● Material shown:

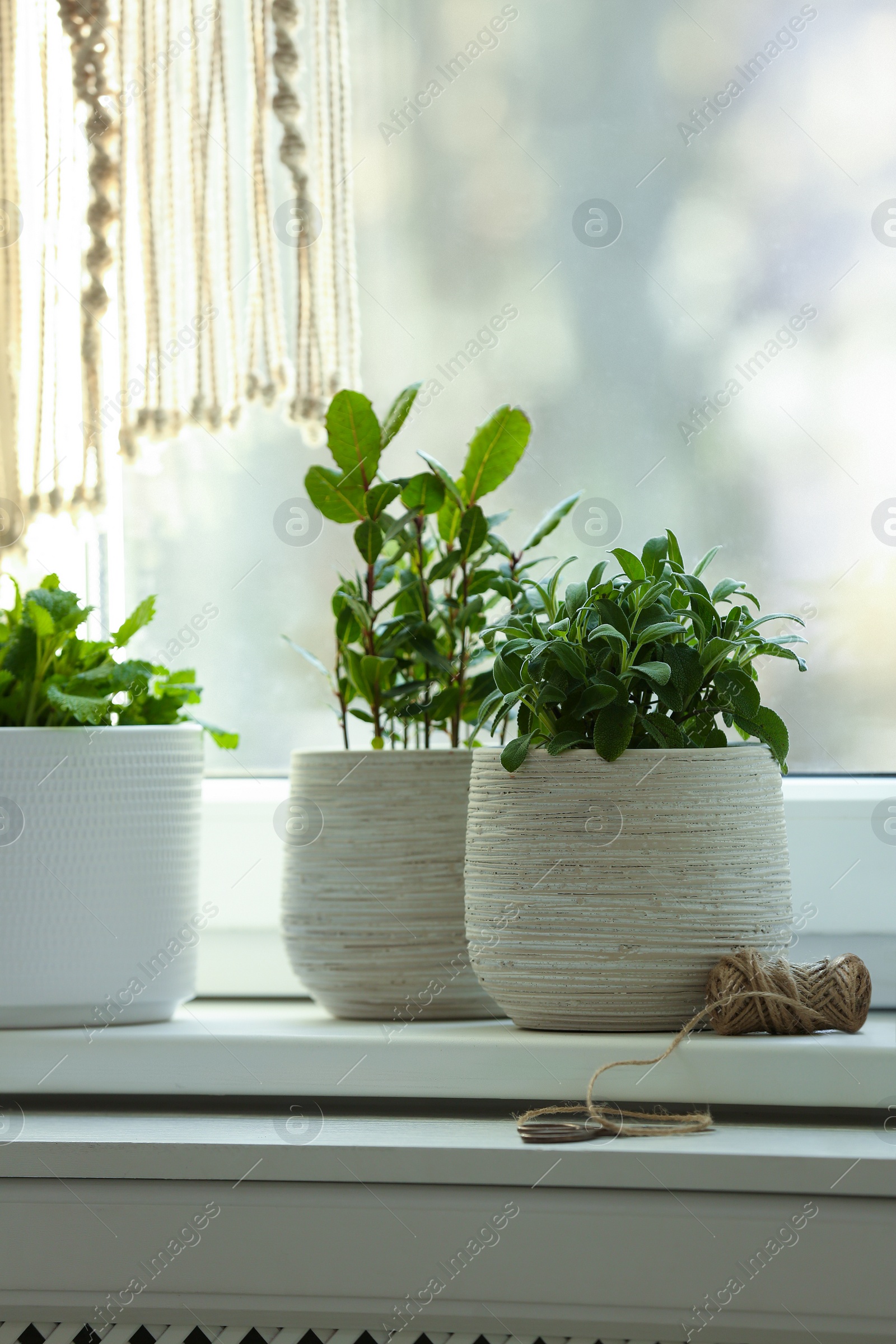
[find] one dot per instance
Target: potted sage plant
(374, 841)
(100, 791)
(636, 843)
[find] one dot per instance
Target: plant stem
(425, 600)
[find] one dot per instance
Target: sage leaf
(516, 752)
(613, 729)
(551, 521)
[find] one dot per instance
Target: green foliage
(410, 657)
(52, 678)
(647, 659)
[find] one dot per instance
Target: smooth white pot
(99, 874)
(600, 895)
(374, 884)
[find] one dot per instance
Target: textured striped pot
(99, 874)
(598, 895)
(374, 884)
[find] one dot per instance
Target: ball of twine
(745, 993)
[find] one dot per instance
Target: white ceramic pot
(99, 874)
(600, 894)
(374, 884)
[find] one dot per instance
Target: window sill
(288, 1049)
(408, 1148)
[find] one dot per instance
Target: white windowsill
(412, 1150)
(241, 1049)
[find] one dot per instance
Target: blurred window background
(687, 217)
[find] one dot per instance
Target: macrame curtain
(175, 229)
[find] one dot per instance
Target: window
(722, 366)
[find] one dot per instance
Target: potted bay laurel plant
(100, 791)
(629, 841)
(374, 839)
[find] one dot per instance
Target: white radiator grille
(74, 1332)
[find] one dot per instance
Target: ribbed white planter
(99, 874)
(374, 884)
(598, 895)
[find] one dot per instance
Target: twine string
(833, 995)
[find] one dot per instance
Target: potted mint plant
(634, 843)
(374, 843)
(100, 790)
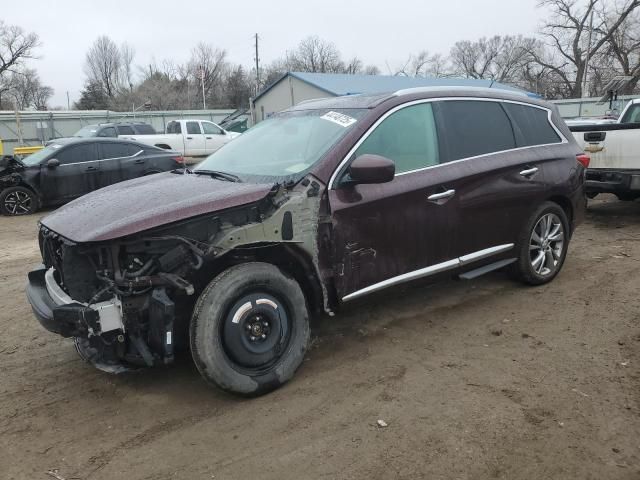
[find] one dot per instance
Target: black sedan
(69, 168)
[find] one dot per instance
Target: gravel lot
(482, 379)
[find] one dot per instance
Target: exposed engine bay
(128, 302)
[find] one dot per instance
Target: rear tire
(542, 245)
(16, 201)
(250, 329)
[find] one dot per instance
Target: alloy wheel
(546, 244)
(18, 203)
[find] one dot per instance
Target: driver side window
(408, 137)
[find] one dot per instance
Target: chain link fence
(30, 128)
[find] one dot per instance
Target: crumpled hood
(147, 202)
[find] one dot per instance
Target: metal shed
(295, 87)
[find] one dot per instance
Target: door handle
(529, 171)
(441, 196)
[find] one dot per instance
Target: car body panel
(148, 202)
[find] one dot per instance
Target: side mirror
(370, 168)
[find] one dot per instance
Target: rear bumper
(613, 181)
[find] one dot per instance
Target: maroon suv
(321, 204)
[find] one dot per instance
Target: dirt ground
(482, 379)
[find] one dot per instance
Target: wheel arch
(566, 205)
(289, 258)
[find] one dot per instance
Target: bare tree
(315, 55)
(127, 54)
(207, 65)
(496, 58)
(568, 35)
(15, 46)
(103, 65)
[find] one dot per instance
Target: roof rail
(441, 88)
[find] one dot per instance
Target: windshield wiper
(229, 177)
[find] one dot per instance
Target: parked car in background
(319, 205)
(192, 138)
(111, 130)
(69, 168)
(615, 154)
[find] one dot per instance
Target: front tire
(250, 329)
(542, 245)
(15, 201)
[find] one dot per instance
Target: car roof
(81, 140)
(370, 101)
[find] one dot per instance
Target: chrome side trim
(101, 160)
(405, 277)
(345, 160)
(487, 252)
(430, 270)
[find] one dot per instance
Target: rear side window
(117, 150)
(408, 137)
(108, 132)
(78, 154)
(174, 127)
(532, 125)
(193, 127)
(144, 129)
(473, 127)
(125, 130)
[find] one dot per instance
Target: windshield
(88, 131)
(37, 157)
(284, 146)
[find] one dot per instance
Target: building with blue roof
(295, 87)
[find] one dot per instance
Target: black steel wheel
(250, 329)
(18, 201)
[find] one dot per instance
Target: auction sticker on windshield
(339, 118)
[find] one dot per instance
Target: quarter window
(125, 130)
(408, 137)
(193, 128)
(117, 150)
(472, 127)
(533, 127)
(78, 154)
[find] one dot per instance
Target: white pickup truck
(615, 154)
(192, 138)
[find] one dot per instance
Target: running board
(487, 268)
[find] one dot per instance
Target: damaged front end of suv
(127, 301)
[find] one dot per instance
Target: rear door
(500, 182)
(76, 175)
(194, 140)
(393, 232)
(215, 137)
(119, 161)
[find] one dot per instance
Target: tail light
(583, 159)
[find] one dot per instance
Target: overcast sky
(376, 31)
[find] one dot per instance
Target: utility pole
(586, 60)
(257, 59)
(204, 100)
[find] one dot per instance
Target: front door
(76, 175)
(215, 137)
(397, 231)
(194, 140)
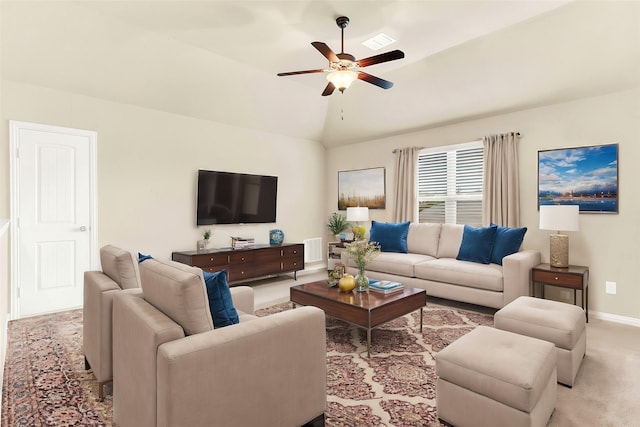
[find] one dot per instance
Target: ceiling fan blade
(326, 51)
(383, 57)
(384, 84)
(291, 73)
(329, 89)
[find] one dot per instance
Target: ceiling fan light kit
(344, 69)
(342, 79)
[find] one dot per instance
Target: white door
(53, 216)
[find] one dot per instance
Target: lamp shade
(342, 79)
(358, 214)
(559, 217)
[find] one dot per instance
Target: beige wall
(608, 244)
(147, 169)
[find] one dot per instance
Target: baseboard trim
(632, 321)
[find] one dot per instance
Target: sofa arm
(516, 270)
(270, 371)
(243, 298)
(96, 322)
(138, 330)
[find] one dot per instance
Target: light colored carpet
(607, 389)
(44, 383)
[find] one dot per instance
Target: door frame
(14, 163)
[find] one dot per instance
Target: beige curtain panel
(405, 195)
(501, 190)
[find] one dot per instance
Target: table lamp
(358, 214)
(559, 218)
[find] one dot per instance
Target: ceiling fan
(344, 68)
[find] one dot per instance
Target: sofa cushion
(220, 304)
(464, 273)
(508, 241)
(178, 291)
(477, 244)
(120, 266)
(396, 263)
(423, 238)
(392, 237)
(450, 239)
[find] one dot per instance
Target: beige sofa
(431, 264)
(172, 368)
(119, 272)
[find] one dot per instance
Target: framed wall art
(362, 187)
(583, 176)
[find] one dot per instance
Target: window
(450, 184)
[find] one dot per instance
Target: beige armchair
(119, 272)
(172, 368)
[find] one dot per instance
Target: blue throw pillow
(143, 257)
(392, 237)
(508, 241)
(477, 244)
(220, 303)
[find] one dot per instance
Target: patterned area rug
(397, 385)
(45, 383)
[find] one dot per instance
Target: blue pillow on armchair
(477, 244)
(508, 241)
(391, 236)
(220, 303)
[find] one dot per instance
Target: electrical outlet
(610, 287)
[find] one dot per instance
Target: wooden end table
(365, 309)
(574, 277)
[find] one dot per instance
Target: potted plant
(204, 242)
(337, 223)
(362, 252)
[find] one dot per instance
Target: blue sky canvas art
(583, 176)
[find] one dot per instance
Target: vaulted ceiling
(217, 60)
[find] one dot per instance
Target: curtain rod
(477, 139)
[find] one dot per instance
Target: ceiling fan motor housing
(342, 21)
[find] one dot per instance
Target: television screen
(235, 198)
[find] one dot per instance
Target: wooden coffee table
(364, 309)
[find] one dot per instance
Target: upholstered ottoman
(557, 322)
(491, 377)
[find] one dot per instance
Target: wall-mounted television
(235, 198)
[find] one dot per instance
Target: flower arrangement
(337, 223)
(362, 252)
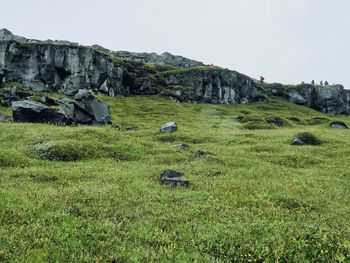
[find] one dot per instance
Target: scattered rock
(181, 146)
(31, 111)
(9, 95)
(49, 101)
(169, 127)
(297, 141)
(132, 128)
(305, 138)
(116, 126)
(173, 178)
(4, 117)
(85, 109)
(200, 153)
(89, 110)
(338, 125)
(276, 121)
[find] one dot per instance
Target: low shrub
(73, 150)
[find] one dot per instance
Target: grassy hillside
(92, 193)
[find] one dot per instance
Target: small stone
(173, 178)
(181, 146)
(200, 153)
(175, 181)
(171, 174)
(48, 101)
(338, 125)
(4, 117)
(116, 126)
(83, 94)
(132, 128)
(169, 127)
(297, 141)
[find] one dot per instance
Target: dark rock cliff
(66, 67)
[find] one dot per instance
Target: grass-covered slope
(92, 193)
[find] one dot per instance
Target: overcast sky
(286, 41)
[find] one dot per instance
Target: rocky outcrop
(328, 99)
(85, 109)
(164, 59)
(212, 86)
(61, 66)
(66, 67)
(31, 111)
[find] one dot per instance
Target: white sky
(287, 41)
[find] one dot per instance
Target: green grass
(85, 194)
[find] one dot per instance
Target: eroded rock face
(328, 99)
(214, 86)
(31, 111)
(85, 109)
(48, 67)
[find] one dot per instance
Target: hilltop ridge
(66, 67)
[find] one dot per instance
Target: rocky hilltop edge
(66, 67)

● Task details:
Show every line of the records above that contains the word "rear", copying each one in full. Case counts.

● Solution to the problem:
Target: rear tire
Target: rear bumper
Target: rear side window
Target: rear door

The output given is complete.